Work order: From the records below, copy each line in which the string "every" occurs.

Saved entries
—————

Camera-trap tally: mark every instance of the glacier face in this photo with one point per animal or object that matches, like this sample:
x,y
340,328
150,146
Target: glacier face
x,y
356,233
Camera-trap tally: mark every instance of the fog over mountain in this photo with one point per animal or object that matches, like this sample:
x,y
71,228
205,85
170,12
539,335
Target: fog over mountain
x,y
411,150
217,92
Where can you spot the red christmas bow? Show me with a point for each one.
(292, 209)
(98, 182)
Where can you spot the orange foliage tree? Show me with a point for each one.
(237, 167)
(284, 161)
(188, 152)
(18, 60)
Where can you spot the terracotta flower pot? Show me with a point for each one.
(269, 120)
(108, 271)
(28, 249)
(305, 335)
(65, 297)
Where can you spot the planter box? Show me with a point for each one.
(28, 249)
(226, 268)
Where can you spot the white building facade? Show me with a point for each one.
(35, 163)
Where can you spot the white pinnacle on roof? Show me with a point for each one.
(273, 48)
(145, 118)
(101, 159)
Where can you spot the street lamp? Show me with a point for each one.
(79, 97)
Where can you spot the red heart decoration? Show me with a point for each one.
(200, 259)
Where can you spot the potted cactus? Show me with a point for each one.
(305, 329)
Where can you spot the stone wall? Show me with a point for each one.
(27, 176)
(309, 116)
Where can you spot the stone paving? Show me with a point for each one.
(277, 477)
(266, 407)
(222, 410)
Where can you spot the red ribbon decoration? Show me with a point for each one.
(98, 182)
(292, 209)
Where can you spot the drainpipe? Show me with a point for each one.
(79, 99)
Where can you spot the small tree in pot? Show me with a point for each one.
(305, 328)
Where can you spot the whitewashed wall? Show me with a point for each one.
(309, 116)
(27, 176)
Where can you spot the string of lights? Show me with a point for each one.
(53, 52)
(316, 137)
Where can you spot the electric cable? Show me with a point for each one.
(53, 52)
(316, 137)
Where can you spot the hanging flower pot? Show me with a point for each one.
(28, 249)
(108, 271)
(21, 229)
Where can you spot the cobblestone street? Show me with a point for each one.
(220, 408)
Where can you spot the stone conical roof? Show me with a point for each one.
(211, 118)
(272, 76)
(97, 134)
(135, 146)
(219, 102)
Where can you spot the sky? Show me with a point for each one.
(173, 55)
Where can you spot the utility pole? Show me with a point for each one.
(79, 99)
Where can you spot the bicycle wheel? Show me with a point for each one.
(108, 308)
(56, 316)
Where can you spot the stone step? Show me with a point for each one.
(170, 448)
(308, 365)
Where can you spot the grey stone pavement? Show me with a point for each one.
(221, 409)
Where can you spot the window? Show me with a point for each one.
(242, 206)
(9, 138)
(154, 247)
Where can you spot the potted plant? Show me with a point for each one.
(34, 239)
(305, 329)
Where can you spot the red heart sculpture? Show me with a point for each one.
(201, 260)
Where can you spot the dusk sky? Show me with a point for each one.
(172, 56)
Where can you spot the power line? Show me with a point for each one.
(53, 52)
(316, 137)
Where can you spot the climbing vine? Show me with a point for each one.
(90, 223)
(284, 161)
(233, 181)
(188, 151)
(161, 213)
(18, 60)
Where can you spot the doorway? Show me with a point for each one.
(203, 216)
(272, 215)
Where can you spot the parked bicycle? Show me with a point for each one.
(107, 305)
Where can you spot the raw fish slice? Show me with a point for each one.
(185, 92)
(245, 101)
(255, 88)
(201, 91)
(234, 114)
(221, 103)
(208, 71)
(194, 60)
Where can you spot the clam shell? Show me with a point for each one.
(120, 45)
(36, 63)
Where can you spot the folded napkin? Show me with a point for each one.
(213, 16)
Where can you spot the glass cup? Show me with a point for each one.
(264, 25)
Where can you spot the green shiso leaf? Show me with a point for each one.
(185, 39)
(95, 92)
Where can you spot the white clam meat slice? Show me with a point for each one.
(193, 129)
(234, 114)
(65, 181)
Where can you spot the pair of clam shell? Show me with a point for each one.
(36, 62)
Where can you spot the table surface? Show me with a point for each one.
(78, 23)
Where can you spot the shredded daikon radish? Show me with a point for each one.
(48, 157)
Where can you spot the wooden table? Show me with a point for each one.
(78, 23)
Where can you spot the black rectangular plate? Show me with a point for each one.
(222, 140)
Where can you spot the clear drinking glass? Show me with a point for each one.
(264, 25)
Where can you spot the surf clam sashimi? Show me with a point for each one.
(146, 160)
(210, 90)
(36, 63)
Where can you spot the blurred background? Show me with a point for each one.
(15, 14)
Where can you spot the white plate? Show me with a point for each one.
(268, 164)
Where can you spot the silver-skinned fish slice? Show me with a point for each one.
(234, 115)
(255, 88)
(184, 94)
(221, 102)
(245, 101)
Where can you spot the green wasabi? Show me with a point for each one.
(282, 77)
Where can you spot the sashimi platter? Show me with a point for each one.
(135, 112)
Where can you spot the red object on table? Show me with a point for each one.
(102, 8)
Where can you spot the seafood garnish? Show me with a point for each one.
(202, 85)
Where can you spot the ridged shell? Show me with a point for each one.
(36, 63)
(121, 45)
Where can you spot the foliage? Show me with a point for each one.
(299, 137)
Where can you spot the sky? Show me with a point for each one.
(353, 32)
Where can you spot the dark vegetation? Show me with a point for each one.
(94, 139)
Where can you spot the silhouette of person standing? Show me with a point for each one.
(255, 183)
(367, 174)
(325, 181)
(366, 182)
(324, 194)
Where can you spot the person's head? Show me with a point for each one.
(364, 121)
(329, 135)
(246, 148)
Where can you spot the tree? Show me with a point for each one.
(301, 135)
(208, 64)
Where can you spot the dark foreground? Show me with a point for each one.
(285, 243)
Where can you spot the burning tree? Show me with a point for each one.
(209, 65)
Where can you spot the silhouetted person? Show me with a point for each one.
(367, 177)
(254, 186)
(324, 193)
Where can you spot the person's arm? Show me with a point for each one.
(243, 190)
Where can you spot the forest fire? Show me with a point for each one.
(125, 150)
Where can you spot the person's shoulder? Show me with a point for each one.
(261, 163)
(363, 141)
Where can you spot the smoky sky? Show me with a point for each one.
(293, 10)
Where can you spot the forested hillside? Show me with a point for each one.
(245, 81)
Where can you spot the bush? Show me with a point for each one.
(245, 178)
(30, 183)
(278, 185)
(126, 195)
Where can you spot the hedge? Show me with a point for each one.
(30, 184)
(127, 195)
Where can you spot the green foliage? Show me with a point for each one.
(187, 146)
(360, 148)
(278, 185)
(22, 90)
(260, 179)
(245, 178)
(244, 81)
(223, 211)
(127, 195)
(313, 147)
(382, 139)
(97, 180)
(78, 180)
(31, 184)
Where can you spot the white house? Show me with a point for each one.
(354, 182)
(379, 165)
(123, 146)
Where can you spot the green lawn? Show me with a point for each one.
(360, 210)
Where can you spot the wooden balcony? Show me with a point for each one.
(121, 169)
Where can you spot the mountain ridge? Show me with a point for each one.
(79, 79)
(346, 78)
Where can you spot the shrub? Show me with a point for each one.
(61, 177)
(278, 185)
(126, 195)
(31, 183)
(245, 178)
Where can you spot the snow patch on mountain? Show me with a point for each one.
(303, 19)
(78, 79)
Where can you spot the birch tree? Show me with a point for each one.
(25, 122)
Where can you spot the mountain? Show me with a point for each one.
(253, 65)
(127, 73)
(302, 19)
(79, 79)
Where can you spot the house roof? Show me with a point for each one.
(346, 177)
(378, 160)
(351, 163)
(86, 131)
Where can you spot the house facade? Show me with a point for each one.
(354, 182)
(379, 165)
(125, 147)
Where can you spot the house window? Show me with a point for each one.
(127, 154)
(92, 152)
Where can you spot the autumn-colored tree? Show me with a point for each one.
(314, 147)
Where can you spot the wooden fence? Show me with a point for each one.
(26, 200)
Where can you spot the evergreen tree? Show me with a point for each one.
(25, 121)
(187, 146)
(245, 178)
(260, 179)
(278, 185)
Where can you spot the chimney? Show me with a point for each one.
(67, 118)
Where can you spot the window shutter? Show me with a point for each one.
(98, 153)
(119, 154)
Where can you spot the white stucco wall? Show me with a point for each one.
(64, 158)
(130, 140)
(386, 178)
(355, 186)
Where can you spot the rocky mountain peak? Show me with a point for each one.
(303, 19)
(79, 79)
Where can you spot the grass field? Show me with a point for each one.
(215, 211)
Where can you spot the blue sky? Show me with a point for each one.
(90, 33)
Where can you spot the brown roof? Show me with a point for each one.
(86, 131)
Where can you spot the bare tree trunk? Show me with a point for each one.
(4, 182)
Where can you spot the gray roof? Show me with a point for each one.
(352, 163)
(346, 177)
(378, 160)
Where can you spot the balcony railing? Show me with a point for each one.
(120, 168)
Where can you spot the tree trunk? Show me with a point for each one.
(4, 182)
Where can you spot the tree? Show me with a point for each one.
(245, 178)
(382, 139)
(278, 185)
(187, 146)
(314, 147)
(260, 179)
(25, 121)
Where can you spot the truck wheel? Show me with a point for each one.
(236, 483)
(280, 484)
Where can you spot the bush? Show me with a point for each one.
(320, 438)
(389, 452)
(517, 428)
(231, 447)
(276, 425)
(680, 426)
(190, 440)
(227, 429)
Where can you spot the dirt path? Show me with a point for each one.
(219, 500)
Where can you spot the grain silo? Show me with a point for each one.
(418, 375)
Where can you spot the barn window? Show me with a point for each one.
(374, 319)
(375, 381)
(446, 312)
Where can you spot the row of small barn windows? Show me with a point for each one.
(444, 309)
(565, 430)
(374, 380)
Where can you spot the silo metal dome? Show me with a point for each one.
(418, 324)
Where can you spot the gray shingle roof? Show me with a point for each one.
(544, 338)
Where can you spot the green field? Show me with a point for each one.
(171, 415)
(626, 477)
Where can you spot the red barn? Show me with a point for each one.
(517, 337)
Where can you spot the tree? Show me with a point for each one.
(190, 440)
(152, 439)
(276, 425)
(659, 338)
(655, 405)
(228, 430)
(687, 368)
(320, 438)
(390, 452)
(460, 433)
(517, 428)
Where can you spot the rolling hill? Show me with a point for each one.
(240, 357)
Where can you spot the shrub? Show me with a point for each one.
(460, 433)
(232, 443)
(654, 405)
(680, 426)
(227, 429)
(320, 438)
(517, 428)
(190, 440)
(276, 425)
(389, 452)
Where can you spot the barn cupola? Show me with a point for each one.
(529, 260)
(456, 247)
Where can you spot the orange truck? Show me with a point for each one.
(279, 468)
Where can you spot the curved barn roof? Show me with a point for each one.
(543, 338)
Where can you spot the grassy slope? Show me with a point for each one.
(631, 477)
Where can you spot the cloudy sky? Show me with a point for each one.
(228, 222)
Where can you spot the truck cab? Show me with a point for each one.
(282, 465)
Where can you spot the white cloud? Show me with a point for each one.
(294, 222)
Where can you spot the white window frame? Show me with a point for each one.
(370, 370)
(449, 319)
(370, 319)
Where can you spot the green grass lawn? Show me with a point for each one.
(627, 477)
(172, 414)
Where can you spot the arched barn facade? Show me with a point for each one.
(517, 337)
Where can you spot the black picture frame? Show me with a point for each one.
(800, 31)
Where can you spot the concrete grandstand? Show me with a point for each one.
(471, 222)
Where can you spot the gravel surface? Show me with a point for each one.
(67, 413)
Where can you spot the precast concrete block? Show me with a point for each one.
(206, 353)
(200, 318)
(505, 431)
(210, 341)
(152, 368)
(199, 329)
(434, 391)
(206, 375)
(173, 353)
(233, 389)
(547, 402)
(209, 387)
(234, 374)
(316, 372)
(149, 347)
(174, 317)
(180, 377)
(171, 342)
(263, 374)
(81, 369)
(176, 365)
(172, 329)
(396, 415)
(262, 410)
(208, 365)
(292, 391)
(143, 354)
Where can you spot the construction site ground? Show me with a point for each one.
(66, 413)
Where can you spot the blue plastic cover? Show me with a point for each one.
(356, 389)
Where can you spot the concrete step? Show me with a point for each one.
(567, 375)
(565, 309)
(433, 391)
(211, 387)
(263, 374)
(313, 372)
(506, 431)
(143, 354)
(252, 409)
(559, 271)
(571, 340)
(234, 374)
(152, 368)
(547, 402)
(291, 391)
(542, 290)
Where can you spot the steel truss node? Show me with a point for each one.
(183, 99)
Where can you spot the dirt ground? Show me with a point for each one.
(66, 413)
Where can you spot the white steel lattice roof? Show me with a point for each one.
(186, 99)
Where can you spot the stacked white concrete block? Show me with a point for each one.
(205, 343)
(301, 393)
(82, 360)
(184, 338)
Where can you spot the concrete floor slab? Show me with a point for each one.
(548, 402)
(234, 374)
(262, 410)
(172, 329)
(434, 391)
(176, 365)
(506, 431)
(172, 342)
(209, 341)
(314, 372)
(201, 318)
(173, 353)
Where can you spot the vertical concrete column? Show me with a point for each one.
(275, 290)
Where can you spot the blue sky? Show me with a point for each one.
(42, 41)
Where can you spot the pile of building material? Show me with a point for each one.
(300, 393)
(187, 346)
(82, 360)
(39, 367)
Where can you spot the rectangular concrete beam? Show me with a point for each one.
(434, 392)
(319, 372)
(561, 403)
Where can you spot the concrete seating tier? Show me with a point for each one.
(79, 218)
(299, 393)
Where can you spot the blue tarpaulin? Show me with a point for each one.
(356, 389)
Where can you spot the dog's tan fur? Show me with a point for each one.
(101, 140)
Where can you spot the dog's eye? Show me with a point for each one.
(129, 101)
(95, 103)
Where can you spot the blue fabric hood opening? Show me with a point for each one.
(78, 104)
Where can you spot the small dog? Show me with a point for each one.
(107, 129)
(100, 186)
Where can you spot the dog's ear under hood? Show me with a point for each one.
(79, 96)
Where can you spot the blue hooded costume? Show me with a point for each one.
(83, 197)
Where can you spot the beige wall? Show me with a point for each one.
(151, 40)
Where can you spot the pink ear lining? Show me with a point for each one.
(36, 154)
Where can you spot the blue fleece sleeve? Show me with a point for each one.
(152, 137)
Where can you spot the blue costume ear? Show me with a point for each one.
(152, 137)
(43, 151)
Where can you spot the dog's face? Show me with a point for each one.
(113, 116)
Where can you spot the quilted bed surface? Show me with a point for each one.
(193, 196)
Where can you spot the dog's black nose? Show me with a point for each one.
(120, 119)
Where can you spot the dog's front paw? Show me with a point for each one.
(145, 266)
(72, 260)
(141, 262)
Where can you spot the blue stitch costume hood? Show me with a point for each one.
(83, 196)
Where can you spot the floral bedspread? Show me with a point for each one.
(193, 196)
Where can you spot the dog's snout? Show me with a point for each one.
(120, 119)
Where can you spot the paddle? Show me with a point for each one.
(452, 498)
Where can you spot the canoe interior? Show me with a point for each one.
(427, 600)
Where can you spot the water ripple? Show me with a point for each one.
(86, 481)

—————

Solution:
Camera-trap tally: mark every instance of the glacier face in this photo with one point per animal or object that matches, like this sample:
Camera-trap tally: mark every instance of the fog over mountain in this photo with one point per animal or object that matches, like this sample:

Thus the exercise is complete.